== Problem to work on ==
Taking the first line of the listing as the start and the line containing "target | forested hillside" as the end, reproduce everything in between exactly, both ends included.

══ Working data

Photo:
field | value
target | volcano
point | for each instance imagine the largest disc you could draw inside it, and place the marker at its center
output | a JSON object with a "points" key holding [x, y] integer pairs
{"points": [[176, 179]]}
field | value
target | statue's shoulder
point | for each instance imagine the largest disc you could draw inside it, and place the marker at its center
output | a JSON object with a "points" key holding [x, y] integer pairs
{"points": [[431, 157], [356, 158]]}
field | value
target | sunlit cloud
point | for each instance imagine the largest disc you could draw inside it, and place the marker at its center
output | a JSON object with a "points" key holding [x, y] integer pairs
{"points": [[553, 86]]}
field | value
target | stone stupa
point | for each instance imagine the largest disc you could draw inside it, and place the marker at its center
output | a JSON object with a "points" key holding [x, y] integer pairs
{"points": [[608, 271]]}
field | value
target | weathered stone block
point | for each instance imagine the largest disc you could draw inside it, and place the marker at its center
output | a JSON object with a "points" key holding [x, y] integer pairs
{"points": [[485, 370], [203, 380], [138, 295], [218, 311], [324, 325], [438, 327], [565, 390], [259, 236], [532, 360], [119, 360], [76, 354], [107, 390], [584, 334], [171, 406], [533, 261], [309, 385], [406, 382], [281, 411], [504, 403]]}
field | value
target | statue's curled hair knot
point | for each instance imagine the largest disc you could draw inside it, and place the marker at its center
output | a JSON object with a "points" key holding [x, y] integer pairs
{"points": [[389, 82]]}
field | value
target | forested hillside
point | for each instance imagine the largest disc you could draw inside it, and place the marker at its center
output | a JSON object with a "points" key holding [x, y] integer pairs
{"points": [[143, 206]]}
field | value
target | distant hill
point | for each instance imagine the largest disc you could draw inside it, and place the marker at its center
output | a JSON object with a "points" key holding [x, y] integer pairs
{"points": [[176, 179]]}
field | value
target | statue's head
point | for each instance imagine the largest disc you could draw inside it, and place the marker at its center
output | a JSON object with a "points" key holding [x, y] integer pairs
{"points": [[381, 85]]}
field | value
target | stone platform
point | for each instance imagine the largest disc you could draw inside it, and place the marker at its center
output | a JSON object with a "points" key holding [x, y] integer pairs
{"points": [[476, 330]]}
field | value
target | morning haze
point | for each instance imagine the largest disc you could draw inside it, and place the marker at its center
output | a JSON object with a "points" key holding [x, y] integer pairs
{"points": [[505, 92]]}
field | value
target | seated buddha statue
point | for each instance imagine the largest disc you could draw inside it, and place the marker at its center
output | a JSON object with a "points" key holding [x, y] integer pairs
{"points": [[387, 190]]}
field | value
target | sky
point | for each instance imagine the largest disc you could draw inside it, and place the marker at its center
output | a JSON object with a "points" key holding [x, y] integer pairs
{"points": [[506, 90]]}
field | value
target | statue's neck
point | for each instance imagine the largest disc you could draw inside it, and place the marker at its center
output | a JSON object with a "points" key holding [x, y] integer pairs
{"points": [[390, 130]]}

════

== Exercise result ==
Photo:
field | value
target | volcano
point | for each instance imagine the largest disc you could draw inside it, and place the marker at its center
output | a JSON object with a "points" key holding [x, y] integer pairs
{"points": [[176, 179]]}
field | value
target | statue's shoulder
point | for each instance imagine the largest disc you could draw inside it, and place the marker at its center
output | a JSON object with a "points" key holding [x, y] integer pairs
{"points": [[431, 157], [356, 158]]}
field | value
target | sunlit cloud
point | for each instance imagine the largest disc you could draw inside it, and place the marker at its center
output | a JSON object with a "points" key holding [x, y] integer pairs
{"points": [[553, 86]]}
field | value
target | stone stupa
point | for each instance imagine the largest disc you could draw inside it, and place the marker at its center
output | a JSON object with a "points" key holding [x, y] integer pairs
{"points": [[608, 271]]}
field | value
target | weathered stone block
point | for each instance imagine the largest disc you could draw inside it, and place the marker at its center
output | a JSON object with a "points" key holding [x, y] integer pairs
{"points": [[485, 370], [203, 380], [138, 295], [218, 311], [324, 325], [438, 327], [565, 390], [259, 236], [532, 360], [119, 360], [76, 354], [107, 390], [584, 334], [171, 406], [533, 261], [309, 385], [406, 382], [281, 411], [504, 403]]}
field | value
target | statue's curled hair knot
point | for each instance imagine the largest disc you could draw inside it, and place the marker at its center
output | a JSON object with a "points" key holding [x, y] integer pairs
{"points": [[389, 82]]}
field | value
target | forested hillside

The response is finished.